* [Ziel A] Wähle aus den Zeilen unten jede aus, in der das Wort „this“ vorkommt, und übernimm sie vollständig. Groß- und Kleinschreibung wird beachtet.

* [Textauszug]
◆ ◆ ◆ ◆ ◆ ◆ ◆

In einer Folge kommen der Mandalorian und das Kind fast 20 Minuten ohne Dialog aus, in denen sie sich von einem Schauplatz des Gefechts zurück zu ihrem Schiff kämpfen. Warum das? Einfach, weil es realistisch ist. Das Kind kann nicht sprechen und so ergibt sich auch wenig Grund für eine Unterhaltung. Dieser Realismus, gepaart mit den sehr physischen, geerdeten Kampfsequenzen, in denen der Mandalorian schon mal oft in den Dreck fällt, geben der Serie einen Realismus zurück, den der Green Screen der vergangenen Filme schon als tot erscheinen hat lassen. Man schmeckt den Schweiß, das Blut, den Dreck. Der Zuschauer ist an vorderster Front mit dabei.
Die paar Momente, in denen die Serie an das größere Ganze anschließt, sind weit gestreut und machen auch Sinn. Oder sie funktionieren auf einer Metaebene, um sich selbst auf den Arm zu nehmen. Zwei Stormtrooper versuchen beispielsweise aus Langeweile auf eine Dose zu schießen, während sie sich über die an diesem Tag besonders hoch ausgeprägte Mordlust ihres Chefs unterhalten. Die Dose treffen sie auch aus nächster Nähe nicht. Die schlechte Zielanvisierung der Strormtroopers ist somit offiziell Kanon.

◆ ◆ ◆ ◆ ◆ ◆ ◆

* [Vorliegende Zeilen]
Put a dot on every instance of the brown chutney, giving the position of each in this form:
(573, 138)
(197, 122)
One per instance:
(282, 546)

◆ ◆ ◆ ◆ ◆ ◆ ◆

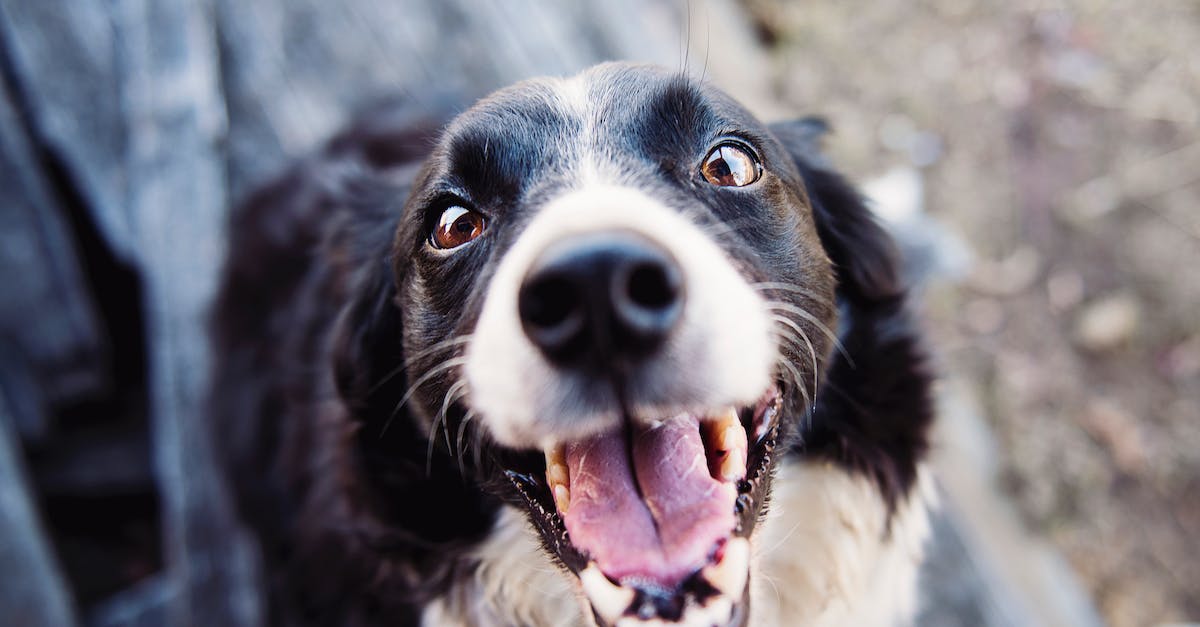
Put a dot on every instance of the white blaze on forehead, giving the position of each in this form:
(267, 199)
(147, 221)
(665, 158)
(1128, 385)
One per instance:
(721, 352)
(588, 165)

◆ ◆ ◆ ◆ ◆ ◆ ◆

* [Ziel B] Schreibe den Textauszug neu, beginnend bei „In einer Folge“ und endend bei „Front mit dabei.“, und setze dabei überall „Kopfgeldjäger“ an die Stelle von „Mandalorian“.

* [Richtiges Ergebnis A]
Put a dot on every instance of the brown chutney, giving the position of each in this form:
Put a dot on every instance of the white blaze on forehead, giving the position of each in this form:

* [Richtiges Ergebnis B]
In einer Folge kommen der Kopfgeldjäger und das Kind fast 20 Minuten ohne Dialog aus, in denen sie sich von einem Schauplatz des Gefechts zurück zu ihrem Schiff kämpfen. Warum das? Einfach, weil es realistisch ist. Das Kind kann nicht sprechen und so ergibt sich auch wenig Grund für eine Unterhaltung. Dieser Realismus, gepaart mit den sehr physischen, geerdeten Kampfsequenzen, in denen der Kopfgeldjäger schon mal oft in den Dreck fällt, geben der Serie einen Realismus zurück, den der Green Screen der vergangenen Filme schon als tot erscheinen hat lassen. Man schmeckt den Schweiß, das Blut, den Dreck. Der Zuschauer ist an vorderster Front mit dabei.